#### [WHAT YOU ARE ASKED TO DO]
A word-for-word restatement of the data is what is needed.

#### [Referring expression pointing data]
*** Begin section ***

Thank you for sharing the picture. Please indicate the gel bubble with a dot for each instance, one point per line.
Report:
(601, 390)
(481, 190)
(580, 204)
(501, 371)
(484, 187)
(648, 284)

*** End section ***

#### [WORKED SOLUTION]
Thank you for sharing the picture. Please indicate the gel bubble with a dot for each instance, one point per line.
Report:
(601, 390)
(481, 190)
(580, 204)
(501, 371)
(484, 187)
(648, 284)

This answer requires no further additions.